_Passage shown_
_____

Histone deacetylase 6 (HDAC6) catalyses the removal of acetyl groups from the lysine residues of a series of non-histone proteins, e.g., α-tubulin, Hsp90 and cortactin. The design of selective inhibitors of HDAC6 is related with important outcomes in the oncological, immunological and neurological fields. Herein, we describe the design, synthesis and pharmacological evaluation of a series of N-acylhydrazones (NAH) designed from the trichostatin A as HDAC6 inhibitors. The use of the phenyl linker in the design of the compounds led to HDAC6 selectivity among the HDAC family. Para-substituted phenyl-hydroxamic acids presented a more potent inhibition of HDAC6 than their meta-substituted analogs. The N- and C- methylation of the NAH framework attached to para-substituted phenyl-hydroxamic unit was evaluated and the compound LASSBio-1911 was identified as a potent and selective HDAC6 inhibitor (IC50 = 15 nM). In the next step, we evaluated the influence of the cap group. We found that the use of different aromatic and heteroaromatic rings did not influence the inhibition of HDAC6. Some of these compounds were able to reduce significantly cell migration, corroborating their inhibitory profile against HDAC6. On the other hand, an analysis of their antiproliferative activity against different tumor cell lines showed that they can induce cell cycle arrest or induce apoptosis through caspase 3/7 activation, with particular relevance for hepatocellular carcinoma (HepG2) cells.

_____

_Work item A_
In the passage on HDAC6 inhibitors, what IC50 value is reported for the compound LASSBio-1911?
_Work item B_
For each statement, decide whether the passage on HDAC6 inhibitors supports it. Answer yes or no and quote the words of the passage that settle it.
(i) Meta-substituted phenyl-hydroxamic acids inhibited HDAC6 more potently than their para-substituted analogs.
(ii) Varying the aromatic and heteroaromatic rings of the cap group did not change HDAC6 inhibition.
(iii) The N-acylhydrazones were designed from trichostatin A.
_Work item C_
List every non-histone protein that the passage on HDAC6 inhibitors names as a protein from whose lysine residues HDAC6 removes acetyl groups.

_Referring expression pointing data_
_____

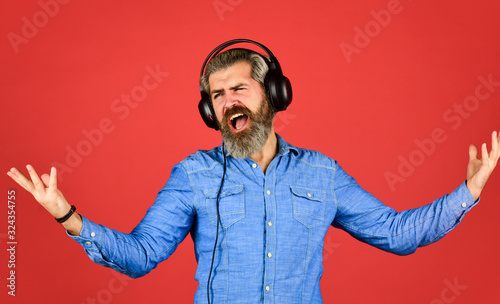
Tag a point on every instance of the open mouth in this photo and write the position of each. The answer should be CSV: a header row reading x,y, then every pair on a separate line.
x,y
238,121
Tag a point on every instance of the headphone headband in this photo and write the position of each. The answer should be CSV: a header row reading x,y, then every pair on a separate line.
x,y
227,44
277,86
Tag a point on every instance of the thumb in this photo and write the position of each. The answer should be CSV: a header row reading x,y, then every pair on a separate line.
x,y
472,152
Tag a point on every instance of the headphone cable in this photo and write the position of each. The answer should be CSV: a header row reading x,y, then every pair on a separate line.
x,y
218,220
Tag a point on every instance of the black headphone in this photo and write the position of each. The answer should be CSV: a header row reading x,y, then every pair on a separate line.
x,y
277,86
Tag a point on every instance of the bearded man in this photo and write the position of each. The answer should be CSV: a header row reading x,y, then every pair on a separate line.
x,y
273,203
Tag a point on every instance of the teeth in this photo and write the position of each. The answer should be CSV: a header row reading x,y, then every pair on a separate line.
x,y
236,116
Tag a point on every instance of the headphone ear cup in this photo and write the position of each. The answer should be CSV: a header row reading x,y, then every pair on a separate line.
x,y
279,90
207,111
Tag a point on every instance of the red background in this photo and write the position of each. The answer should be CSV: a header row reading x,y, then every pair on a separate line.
x,y
366,113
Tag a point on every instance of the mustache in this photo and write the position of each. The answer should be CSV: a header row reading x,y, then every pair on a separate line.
x,y
236,110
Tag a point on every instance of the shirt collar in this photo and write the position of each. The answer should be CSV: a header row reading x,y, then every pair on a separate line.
x,y
285,147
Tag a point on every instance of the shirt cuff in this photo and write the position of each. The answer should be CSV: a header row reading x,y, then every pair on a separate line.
x,y
88,236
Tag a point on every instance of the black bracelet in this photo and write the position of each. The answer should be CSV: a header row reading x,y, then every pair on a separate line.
x,y
67,216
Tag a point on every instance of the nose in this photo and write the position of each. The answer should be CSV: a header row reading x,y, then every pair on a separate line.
x,y
230,100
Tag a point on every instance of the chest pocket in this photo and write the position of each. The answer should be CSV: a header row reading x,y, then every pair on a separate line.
x,y
231,205
308,206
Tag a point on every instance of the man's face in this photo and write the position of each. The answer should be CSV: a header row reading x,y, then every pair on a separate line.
x,y
242,110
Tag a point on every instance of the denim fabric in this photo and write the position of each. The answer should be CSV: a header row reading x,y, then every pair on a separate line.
x,y
273,225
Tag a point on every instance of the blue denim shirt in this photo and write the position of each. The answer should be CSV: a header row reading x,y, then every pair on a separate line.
x,y
273,225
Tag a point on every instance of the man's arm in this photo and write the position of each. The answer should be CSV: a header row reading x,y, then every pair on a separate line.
x,y
45,191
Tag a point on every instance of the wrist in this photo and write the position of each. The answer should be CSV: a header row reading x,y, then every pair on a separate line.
x,y
74,224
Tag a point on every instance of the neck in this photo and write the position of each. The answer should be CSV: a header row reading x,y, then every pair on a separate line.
x,y
267,153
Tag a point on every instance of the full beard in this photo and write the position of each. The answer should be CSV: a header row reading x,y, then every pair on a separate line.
x,y
251,140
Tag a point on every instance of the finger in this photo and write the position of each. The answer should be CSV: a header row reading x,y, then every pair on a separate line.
x,y
472,152
484,153
495,142
22,180
36,180
53,179
45,179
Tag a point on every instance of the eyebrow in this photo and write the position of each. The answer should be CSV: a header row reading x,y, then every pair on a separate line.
x,y
238,85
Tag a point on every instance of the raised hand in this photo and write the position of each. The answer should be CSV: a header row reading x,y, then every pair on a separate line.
x,y
479,170
45,191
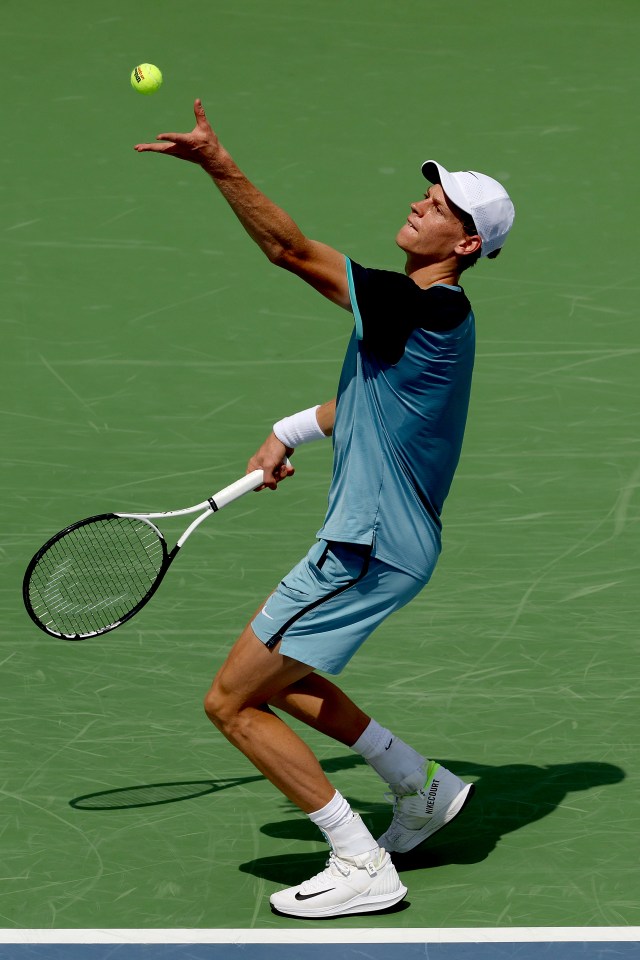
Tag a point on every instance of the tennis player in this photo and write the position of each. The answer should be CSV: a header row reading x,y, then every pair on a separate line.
x,y
397,424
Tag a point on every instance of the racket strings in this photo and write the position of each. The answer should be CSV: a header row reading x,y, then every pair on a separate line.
x,y
96,574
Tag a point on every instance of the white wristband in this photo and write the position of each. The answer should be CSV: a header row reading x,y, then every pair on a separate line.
x,y
298,428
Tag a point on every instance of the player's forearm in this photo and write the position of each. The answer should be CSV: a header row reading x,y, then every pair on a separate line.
x,y
275,232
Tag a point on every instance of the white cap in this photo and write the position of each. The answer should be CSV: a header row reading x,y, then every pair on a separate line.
x,y
483,198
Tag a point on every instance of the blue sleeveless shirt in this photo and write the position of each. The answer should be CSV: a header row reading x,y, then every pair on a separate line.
x,y
401,411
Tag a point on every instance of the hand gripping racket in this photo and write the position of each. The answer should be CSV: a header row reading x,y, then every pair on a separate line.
x,y
97,573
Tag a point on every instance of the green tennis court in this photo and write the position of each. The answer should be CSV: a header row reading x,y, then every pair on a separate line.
x,y
148,348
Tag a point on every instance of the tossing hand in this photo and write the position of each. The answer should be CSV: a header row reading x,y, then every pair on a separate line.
x,y
201,146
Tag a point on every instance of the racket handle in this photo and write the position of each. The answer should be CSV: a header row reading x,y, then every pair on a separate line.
x,y
238,489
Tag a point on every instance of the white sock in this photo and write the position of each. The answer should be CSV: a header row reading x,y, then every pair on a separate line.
x,y
399,765
342,828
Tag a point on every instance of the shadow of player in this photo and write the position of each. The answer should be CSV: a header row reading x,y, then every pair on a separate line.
x,y
507,798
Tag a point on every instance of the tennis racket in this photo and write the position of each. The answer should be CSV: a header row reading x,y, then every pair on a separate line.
x,y
98,573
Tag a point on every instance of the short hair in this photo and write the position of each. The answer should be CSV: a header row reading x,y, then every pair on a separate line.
x,y
467,260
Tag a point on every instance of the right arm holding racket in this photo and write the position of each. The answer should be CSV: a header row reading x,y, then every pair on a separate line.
x,y
97,573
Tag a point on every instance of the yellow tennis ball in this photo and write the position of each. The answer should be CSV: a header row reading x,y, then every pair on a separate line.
x,y
146,78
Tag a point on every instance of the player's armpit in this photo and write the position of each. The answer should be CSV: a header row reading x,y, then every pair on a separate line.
x,y
320,266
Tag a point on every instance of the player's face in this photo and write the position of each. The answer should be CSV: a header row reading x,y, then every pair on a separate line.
x,y
433,228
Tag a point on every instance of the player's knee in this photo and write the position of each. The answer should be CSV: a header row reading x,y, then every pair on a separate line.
x,y
222,710
214,706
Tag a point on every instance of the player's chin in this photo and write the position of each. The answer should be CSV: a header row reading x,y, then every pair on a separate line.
x,y
405,237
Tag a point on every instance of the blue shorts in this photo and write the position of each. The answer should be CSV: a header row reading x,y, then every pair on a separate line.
x,y
328,605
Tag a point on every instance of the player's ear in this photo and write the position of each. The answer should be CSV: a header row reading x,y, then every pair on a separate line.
x,y
468,245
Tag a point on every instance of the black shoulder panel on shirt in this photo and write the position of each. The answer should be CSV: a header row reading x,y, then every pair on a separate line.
x,y
392,306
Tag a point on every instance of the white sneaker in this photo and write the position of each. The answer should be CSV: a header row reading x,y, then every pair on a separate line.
x,y
418,815
359,884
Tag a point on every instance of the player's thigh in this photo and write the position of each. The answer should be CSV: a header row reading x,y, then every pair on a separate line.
x,y
252,675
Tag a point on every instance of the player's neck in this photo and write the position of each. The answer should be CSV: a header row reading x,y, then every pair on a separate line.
x,y
426,275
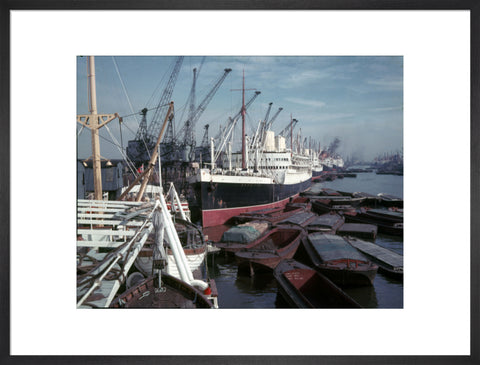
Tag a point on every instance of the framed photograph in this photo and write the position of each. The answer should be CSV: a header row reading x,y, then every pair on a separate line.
x,y
384,82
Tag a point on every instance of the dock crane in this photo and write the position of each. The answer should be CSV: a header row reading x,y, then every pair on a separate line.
x,y
188,129
221,134
287,132
205,136
140,149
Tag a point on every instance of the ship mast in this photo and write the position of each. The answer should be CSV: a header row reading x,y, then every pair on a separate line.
x,y
243,123
94,122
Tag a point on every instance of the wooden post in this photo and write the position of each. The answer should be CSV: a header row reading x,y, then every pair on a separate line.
x,y
94,122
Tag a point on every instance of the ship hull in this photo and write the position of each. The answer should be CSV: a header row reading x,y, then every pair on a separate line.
x,y
219,201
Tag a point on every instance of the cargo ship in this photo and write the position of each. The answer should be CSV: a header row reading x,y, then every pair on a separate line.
x,y
265,174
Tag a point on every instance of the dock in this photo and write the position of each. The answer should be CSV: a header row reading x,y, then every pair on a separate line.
x,y
388,261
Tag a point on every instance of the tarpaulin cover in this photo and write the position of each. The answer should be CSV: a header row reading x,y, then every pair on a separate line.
x,y
326,220
244,233
330,247
298,218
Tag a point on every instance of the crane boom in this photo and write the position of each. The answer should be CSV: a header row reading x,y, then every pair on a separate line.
x,y
231,120
188,129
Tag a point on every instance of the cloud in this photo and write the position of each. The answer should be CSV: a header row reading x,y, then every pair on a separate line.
x,y
387,109
389,84
313,103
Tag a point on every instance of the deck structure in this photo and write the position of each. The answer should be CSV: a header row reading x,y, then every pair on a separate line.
x,y
110,234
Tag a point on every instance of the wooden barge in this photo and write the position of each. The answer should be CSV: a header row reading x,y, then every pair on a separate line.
x,y
334,257
303,287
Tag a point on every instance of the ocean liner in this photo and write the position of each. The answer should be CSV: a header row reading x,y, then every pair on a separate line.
x,y
265,174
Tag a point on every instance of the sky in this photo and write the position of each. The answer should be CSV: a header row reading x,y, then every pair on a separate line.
x,y
358,99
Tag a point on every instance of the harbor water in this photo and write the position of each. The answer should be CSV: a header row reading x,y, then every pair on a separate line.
x,y
260,291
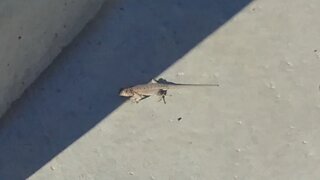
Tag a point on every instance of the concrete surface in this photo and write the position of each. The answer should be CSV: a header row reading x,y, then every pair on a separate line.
x,y
32,33
262,123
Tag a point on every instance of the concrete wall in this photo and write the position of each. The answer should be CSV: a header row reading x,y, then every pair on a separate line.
x,y
32,33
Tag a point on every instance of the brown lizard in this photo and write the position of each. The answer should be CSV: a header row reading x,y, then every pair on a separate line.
x,y
142,91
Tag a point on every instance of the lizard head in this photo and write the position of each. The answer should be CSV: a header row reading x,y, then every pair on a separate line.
x,y
125,92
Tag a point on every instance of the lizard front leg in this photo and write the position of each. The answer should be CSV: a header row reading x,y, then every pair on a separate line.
x,y
136,98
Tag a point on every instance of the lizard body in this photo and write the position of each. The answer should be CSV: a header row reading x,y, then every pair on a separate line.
x,y
142,91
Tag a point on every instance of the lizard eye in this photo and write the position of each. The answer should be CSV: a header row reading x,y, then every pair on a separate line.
x,y
120,91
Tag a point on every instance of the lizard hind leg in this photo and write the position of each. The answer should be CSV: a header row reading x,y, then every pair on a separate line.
x,y
162,93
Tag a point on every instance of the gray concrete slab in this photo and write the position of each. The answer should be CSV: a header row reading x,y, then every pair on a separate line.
x,y
262,123
32,34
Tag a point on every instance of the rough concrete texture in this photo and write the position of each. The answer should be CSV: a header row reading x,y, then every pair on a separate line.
x,y
262,123
32,33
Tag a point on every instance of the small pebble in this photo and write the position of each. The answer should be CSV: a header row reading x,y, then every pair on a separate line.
x,y
180,73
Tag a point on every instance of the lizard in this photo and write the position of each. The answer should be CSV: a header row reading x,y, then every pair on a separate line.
x,y
142,91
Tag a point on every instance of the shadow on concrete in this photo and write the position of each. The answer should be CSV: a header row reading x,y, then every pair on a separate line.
x,y
129,42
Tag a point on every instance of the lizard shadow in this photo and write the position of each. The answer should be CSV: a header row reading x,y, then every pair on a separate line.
x,y
128,43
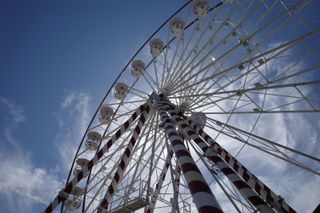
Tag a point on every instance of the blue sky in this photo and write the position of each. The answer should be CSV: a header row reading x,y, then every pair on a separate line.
x,y
57,60
52,52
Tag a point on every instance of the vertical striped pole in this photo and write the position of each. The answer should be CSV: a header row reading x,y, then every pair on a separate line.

_____

_Answer area A_
15 nM

_Answer area B_
(i) No: "Para-substituted phenyl-hydroxamic acids presented a more potent inhibition of HDAC6 than their meta-substituted analogs."
(ii) Yes: "We found that the use of different aromatic and heteroaromatic rings did not influence the inhibition of HDAC6."
(iii) Yes: "a series of N-acylhydrazones (NAH) designed from the trichostatin A as HDAC6 inhibitors"

_Answer area C_
α-tubulin, Hsp90, cortactin